Text provided>
— start —

• User Guide

Index with GPU

This guide outlines the steps to build an index with GPU support in Milvus, which can significantly improve search performance in high-throughput and high-recall scenarios. For details on the types of GPU indexes supported by Milvus, refer to GPU Index.

Configure Milvus settings for GPU memory control

Milvus uses a global graphics memory pool to allocate GPU memory.

It supports two parameters initMemSize and maxMemSize in Milvus config file. The pool size is initially set to initMemSize, and will be automatically expanded to maxMemSize after exceeding this limit.

The default initMemSize is 1/2 of the available GPU memory when Milvus starts, and the default maxMemSize is equal to all available GPU memory.

Up until Milvus 2.4.1( including version 2.4.1), Milvus used a unified GPU memory pool. For versions prior to 2.4.1( including version 2.4.1), it was recommended to set both of the value to 0.

  initMemSize: 0 #set the initial memory pool size.
  maxMemSize: 0 #maxMemSize sets the maximum memory usage limit. When the memory usage exceed initMemSize, Milvus will attempt to expand the memory pool. 

From Milvus 2.4.1 onwards, the GPU memory pool is only used for temporary GPU data during searches. Therefore, it is recommended to set it to 2048 and 4096.

  initMemSize: 2048 #set the initial memory pool size.

— end —

Jobs>
- 1) Summarize the Milvus GPU indexing guide in two sentences.
- 2) Using the Milvus GPU indexing guide, decide whether each statement agrees with it, answering yes or no and quoting the words that settle it: (a) The default maxMemSize is all available GPU memory. (b) Milvus gives each search its own separate GPU memory pool. (c) The memory pool can grow past its initial size.
- 3) Write the next part of the Milvus GPU indexing guide, starting after its final line.

Source data>
— start —

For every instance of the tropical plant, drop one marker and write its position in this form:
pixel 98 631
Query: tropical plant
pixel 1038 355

— end —

Answers by task>
- 1) Building an index with GPU support in Milvus can significantly improve search performance in high-throughput and high-recall scenarios. Milvus allocates GPU memory from a global pool that starts at initMemSize, by default half of the available GPU memory, and expands automatically up to maxMemSize, by default all available GPU memory.

- 2)
(a) Yes: "the default maxMemSize is equal to all available GPU memory."
(b) No: "Milvus uses a global graphics memory pool to allocate GPU memory."
(c) Yes: "will be automatically expanded to maxMemSize after exceeding this limit."

- 3)
  maxMemSize: 4096 #maxMemSize sets the maximum memory usage limit. When the memory usage exceed initMemSize, Milvus will attempt to expand the memory pool. 

Build an index

The following examples demonstrate how to build GPU indexes of different types.

Prepare index parameters

When setting up GPU index parameters, define index_type, metric_type, and params:

  • index_type (string): The type of index used to accelerate vector search. Valid options include GPU_CAGRA, GPU_IVF_FLAT, GPU_IVF_PQ, and GPU_BRUTE_FORCE.

  • metric_type (string): The type of metrics used to measure the similarity of vectors. Valid options are IP and L2.

  • params(dict): The index-specific building parameters. The valid options for this parameter depend on the index type.

Here are example configurations for different index types:

  • GPU_CAGRA index

    index_params = {
        "metric_type": "L2",
        "index_type": "GPU_CAGRA",
        "params": {
            'intermediate_graph_degree': 64,
            'graph_degree': 32

    Possible options for params include:

    • intermediate_graph_degree (int): Affects recall and build time by determining the graph's degree before pruning. Recommended values are 32 or 64.

    • graph_degree (int): Affects search performance and recall by setting the graph's degree after pruning. Typically, it is half of the intermediate_graph_degree. A larger difference between these two degrees results in a longer build time. Its value must be smaller than the value of intermediate_graph_degree.

    • build_algo (string): Selects the graph generation algorithm before pruning. Possible options:

      • IVF_PQ: Offers higher quality but slower build time.

      • NN_DESCENT: Provides a quicker build with potentially lower recall.

    • cache_dataset_on_device (string, "true" | "false"): Decides whether to cache the original dataset in GPU memory. Setting this to "true" enhances recall by refining search results, while setting it to "false" conserves GPU memory.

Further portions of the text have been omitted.